Dave Wilton dave at WILTON.NET
Mon Apr 1 20:56:27 UTC 2002

-----Original Message-----
From: American Dialect Society [mailto:ADS-L at LISTSERV.UGA.EDU]On Behalf
Of James A. Landau
Sent: Monday, April 01, 2002 11:57 AM
Subject: Re: Acronym-etymologies

>If I remember correctly, the OED2 says that unsolicited E-mail received
>its name from a Monty Python skit but not whether the skit was using the
>name of the canned meat.

The Python skit referred to the canned meat product, but as something
undesirable and that couldn't be avoided. Much like emailed spam is
unavoidable on the internet. The context is a restaurant where everything on
the menu has spam in it:

Mrs. Bun: "Have you got anything without spam in it?"

....

• _DIRECTIVE A_: Please count how many lines of the records contain the word "every", with case counting, and reply with only that number.

• _RECORDS FOR THE TASK_:
....

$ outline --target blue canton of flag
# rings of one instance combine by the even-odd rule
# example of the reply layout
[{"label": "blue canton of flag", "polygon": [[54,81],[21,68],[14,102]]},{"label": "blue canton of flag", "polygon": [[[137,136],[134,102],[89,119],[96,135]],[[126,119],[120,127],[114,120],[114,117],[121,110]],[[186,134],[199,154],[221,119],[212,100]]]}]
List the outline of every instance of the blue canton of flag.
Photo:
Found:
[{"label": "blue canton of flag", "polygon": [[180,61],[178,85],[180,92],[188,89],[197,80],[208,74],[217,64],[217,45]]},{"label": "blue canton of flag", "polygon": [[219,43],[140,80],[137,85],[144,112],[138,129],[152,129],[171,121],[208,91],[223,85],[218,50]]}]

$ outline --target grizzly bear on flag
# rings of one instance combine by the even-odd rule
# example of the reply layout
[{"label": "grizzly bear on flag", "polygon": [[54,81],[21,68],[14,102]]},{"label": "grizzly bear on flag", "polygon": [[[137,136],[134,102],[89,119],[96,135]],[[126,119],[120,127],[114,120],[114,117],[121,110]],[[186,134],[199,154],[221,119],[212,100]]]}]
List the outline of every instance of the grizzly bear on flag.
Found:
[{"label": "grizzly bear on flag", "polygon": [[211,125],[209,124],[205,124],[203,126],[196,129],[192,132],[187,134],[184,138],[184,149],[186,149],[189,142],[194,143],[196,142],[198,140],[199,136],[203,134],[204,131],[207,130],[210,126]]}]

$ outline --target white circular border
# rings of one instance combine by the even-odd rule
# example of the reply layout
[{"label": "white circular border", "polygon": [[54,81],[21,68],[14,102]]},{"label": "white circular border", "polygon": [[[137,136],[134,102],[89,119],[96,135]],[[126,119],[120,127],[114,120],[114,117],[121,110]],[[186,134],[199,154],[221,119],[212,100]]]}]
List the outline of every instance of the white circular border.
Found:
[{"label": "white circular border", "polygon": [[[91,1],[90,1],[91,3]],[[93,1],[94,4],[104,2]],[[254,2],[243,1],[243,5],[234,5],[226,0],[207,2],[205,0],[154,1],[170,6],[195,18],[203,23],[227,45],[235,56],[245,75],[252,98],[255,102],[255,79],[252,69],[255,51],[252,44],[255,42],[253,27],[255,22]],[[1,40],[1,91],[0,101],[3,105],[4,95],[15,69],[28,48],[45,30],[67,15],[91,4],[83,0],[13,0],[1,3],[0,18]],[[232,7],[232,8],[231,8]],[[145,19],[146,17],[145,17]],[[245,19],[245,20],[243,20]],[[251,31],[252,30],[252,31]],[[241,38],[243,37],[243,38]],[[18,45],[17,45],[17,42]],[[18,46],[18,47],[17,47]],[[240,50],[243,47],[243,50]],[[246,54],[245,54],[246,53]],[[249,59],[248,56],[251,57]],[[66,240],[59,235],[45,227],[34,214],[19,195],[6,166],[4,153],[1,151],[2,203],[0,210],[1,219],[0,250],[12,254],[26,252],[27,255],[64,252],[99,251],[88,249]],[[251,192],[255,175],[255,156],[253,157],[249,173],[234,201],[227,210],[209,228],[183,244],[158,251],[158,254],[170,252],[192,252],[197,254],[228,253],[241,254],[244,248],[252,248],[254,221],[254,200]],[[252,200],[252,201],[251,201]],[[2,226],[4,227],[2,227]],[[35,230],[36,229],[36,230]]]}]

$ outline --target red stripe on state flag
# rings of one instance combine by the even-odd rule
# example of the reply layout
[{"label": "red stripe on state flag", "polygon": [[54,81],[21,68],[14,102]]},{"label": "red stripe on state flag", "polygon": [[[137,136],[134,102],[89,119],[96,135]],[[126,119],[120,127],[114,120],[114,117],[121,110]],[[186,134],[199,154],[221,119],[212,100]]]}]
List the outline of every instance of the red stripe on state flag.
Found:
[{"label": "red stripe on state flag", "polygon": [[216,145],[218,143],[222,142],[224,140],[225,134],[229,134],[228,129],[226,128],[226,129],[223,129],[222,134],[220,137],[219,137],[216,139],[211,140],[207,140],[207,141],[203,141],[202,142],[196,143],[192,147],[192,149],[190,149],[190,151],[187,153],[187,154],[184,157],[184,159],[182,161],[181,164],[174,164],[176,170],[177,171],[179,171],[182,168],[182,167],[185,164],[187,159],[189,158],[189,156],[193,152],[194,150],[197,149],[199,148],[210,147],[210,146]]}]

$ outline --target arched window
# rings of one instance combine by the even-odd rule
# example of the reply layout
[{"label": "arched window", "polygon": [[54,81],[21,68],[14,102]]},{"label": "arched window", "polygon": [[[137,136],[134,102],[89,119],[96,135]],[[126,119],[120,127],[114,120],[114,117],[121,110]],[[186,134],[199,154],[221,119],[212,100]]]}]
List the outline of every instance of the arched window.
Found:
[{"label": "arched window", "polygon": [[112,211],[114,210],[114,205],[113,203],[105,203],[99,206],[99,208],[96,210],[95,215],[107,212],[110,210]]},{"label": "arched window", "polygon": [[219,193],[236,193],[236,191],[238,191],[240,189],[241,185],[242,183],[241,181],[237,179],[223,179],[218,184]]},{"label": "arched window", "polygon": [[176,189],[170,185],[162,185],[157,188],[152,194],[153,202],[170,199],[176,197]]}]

....

• _DIRECTIVE B_: Reproduce the passage of the message about the name spam starting at "Dave Wilton dave" and ending at "the canned meat.".

• _EXERCISE ANSWER A_: 5

• _EXERCISE ANSWER B_:
Dave Wilton dave at WILTON.NET
Mon Apr 1 20:56:27 UTC 2002

-----Original Message-----
From: American Dialect Society [mailto:ADS-L at LISTSERV.UGA.EDU]On Behalf
Of James A. Landau
Sent: Monday, April 01, 2002 11:57 AM
Subject: Re: Acronym-etymologies

>If I remember correctly, the OED2 says that unsolicited E-mail received
>its name from a Monty Python skit but not whether the skit was using the
>name of the canned meat.